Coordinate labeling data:

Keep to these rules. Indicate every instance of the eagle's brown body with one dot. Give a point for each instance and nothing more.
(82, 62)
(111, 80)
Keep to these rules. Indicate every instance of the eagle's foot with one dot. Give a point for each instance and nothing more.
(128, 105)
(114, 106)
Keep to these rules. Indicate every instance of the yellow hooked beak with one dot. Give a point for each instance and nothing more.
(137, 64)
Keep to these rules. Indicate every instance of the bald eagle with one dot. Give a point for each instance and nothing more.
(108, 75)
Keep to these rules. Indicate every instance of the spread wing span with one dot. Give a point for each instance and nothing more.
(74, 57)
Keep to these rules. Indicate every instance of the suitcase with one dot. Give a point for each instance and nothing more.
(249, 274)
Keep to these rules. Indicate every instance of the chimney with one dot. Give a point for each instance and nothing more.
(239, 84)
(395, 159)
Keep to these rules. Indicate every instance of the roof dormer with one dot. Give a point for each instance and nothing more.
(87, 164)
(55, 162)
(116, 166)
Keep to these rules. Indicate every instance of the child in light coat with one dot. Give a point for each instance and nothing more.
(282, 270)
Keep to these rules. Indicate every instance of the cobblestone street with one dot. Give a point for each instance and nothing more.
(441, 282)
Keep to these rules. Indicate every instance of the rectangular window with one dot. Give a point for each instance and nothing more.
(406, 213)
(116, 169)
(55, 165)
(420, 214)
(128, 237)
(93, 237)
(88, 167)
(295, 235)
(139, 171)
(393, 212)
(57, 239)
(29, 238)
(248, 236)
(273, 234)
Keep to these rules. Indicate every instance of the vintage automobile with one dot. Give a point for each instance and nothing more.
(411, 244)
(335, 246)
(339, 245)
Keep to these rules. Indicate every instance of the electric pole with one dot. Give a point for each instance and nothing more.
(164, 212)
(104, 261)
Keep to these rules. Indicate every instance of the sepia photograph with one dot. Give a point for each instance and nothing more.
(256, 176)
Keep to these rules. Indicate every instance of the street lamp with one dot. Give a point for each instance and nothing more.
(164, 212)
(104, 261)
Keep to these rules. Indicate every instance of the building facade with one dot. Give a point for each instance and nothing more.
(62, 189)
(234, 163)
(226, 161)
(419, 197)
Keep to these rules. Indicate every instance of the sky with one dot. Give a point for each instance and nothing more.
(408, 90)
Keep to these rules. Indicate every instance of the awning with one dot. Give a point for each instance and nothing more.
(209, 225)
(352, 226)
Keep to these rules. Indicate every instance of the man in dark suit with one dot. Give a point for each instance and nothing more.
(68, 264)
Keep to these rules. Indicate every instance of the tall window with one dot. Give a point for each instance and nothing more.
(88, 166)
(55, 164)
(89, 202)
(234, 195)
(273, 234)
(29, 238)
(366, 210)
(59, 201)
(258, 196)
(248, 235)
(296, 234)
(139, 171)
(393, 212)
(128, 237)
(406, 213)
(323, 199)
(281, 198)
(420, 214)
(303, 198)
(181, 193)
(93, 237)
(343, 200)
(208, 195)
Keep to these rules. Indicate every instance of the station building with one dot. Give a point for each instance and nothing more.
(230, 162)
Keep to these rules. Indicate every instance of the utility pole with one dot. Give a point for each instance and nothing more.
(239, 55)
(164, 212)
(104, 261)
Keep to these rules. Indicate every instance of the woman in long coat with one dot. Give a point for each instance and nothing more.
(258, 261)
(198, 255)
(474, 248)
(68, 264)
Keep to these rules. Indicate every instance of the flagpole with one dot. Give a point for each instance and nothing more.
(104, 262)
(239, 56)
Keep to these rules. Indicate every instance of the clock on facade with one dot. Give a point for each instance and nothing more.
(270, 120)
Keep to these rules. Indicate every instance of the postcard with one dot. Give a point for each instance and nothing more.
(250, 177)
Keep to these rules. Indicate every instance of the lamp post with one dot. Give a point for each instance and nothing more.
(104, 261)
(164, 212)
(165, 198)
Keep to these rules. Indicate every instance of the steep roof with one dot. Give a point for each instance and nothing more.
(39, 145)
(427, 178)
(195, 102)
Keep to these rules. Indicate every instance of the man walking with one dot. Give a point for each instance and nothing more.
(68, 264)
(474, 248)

#### Task
Swap every "Indicate" in the data above for "Mark" and give all of the data again, leaving everything else unchanged.

#### Right answer
Keep to these rules. Mark every instance of the eagle's brown body with one dot. Give a point for each instance and nothing more.
(82, 62)
(111, 80)
Keep to these rules. Mark every instance of the eagle's foot with one dot. Give a point for each instance and nothing more.
(128, 105)
(114, 106)
Keep to these rules. Mark every instance of the yellow hooked beak with one dot. Give a point for each instance and nothing more.
(137, 64)
Keep to these rules. Mark every instance of the bald eagle with one dot. Give a point for each instance and nothing more.
(108, 75)
Keep to these rules. Mark every instance of the spread wing span with one dot. Give a point for each instance and nothing more.
(74, 57)
Keep to these rules. Mark every instance of the suitcase with one dot. Give a point for each instance and nothing more.
(249, 274)
Keep to these rules. Mark every instance of the chimney with one dot. Give a point for each instance and nothing more.
(239, 84)
(395, 159)
Keep to these rules. Mark every instance of the roof dormer with one dot. Give a point for each instance and nothing more.
(87, 164)
(55, 162)
(116, 166)
Keep to these rules. Mark every instance of the child in light coat with one dot. Give a point for each instance and nothing more.
(282, 270)
Keep to these rules. Mark every instance of the cobblestone street with one dot. Give a point for each instance and nothing more.
(441, 282)
Keep to these rules. Mark every instance of the rectangular window with one dot. Give a point for each instance and nothing more.
(406, 213)
(116, 169)
(55, 165)
(420, 214)
(128, 237)
(93, 237)
(88, 167)
(295, 235)
(139, 171)
(393, 212)
(57, 239)
(29, 238)
(248, 236)
(273, 234)
Keep to these rules. Mark every instance of the vintage automobile with one dot. Give a point for each instance and nothing more.
(411, 244)
(335, 246)
(339, 245)
Keep to these rules. Mark every instance of the electric pole with one dot. Give a point for each instance and nothing more.
(164, 212)
(104, 261)
Keep to these rules. Mark every instance of the sepia photograph with one dot. Give a point for each instance and nothing more.
(256, 176)
Keep to these rules. Mark every instance of the street lamp with one dot. Give a point for each instance and nothing more.
(164, 212)
(104, 261)
Keep to these rules. Mark every instance of the building facade with one dot. Give a point for each instance and nothing more.
(62, 189)
(234, 163)
(226, 161)
(419, 197)
Keep to these rules. Mark every instance of the sky with one dot. Give a point for each instance and nothing more.
(408, 90)
Keep to these rules. Mark every instance of the awning with one dot. Give a point for each instance and nothing more.
(209, 225)
(352, 226)
Keep to these rules. Mark every instance of the man in dark suit with one dot. Give a point for each instance and nothing more.
(68, 264)
Keep to these rules. Mark every instance of the tall window with one dot. Give a point for each instance and nothing more.
(88, 166)
(55, 164)
(89, 202)
(234, 195)
(273, 234)
(29, 238)
(366, 210)
(59, 201)
(258, 196)
(248, 235)
(296, 234)
(139, 171)
(393, 212)
(128, 237)
(406, 213)
(323, 199)
(281, 198)
(420, 214)
(303, 198)
(181, 193)
(93, 237)
(343, 200)
(208, 195)
Keep to these rules. Mark every instance of the station building with one dot. Give a point for each instance and nothing more.
(230, 162)
Keep to these rules. Mark every instance of the utility pole with one dot. Give a point for each instance and nothing more.
(239, 55)
(164, 212)
(104, 261)
Keep to these rules. Mark every instance of the woman in long coat with one dot. Give a point for each instance and nothing more.
(258, 261)
(198, 255)
(474, 248)
(68, 264)
Keep to these rules. Mark every instance of the flagpole with one dot. Give a point for each instance and nothing more.
(104, 262)
(239, 56)
Keep to these rules. Mark every instance of the clock on facade with one dot. Give a point for each instance and nothing more.
(270, 120)
Keep to these rules. Mark every instance of the postcard with one dot. Give a point for each instance and nothing more.
(250, 177)
Keep to these rules. Mark every instance of the lamp post with one dot. Give a point for each instance and nothing more.
(104, 261)
(164, 212)
(165, 198)
Keep to these rules. Mark every instance of the steep roof with one dot. Give a point for each instance and nothing more.
(39, 145)
(427, 178)
(195, 102)
Keep to these rules. Mark every instance of the man walking with one dot. Give a point for each instance and nothing more.
(68, 264)
(474, 248)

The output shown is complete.